▶ RECORDS FOR PROCESSING
------------------------------------------------------------------------
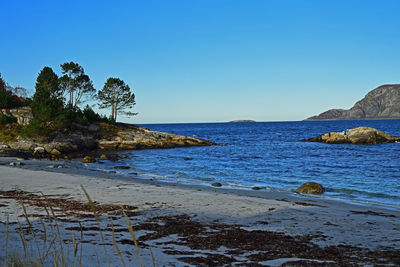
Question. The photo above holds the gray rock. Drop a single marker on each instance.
(24, 114)
(94, 128)
(360, 135)
(310, 188)
(16, 164)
------------------------------------------------------------------------
▶ BRIEF
With the images left out, output all the entries above exactly.

▶ FINISHED TASK
Question. The photo above holds the gray rock. Drop a single marker on each instance.
(24, 114)
(94, 128)
(360, 135)
(310, 188)
(16, 164)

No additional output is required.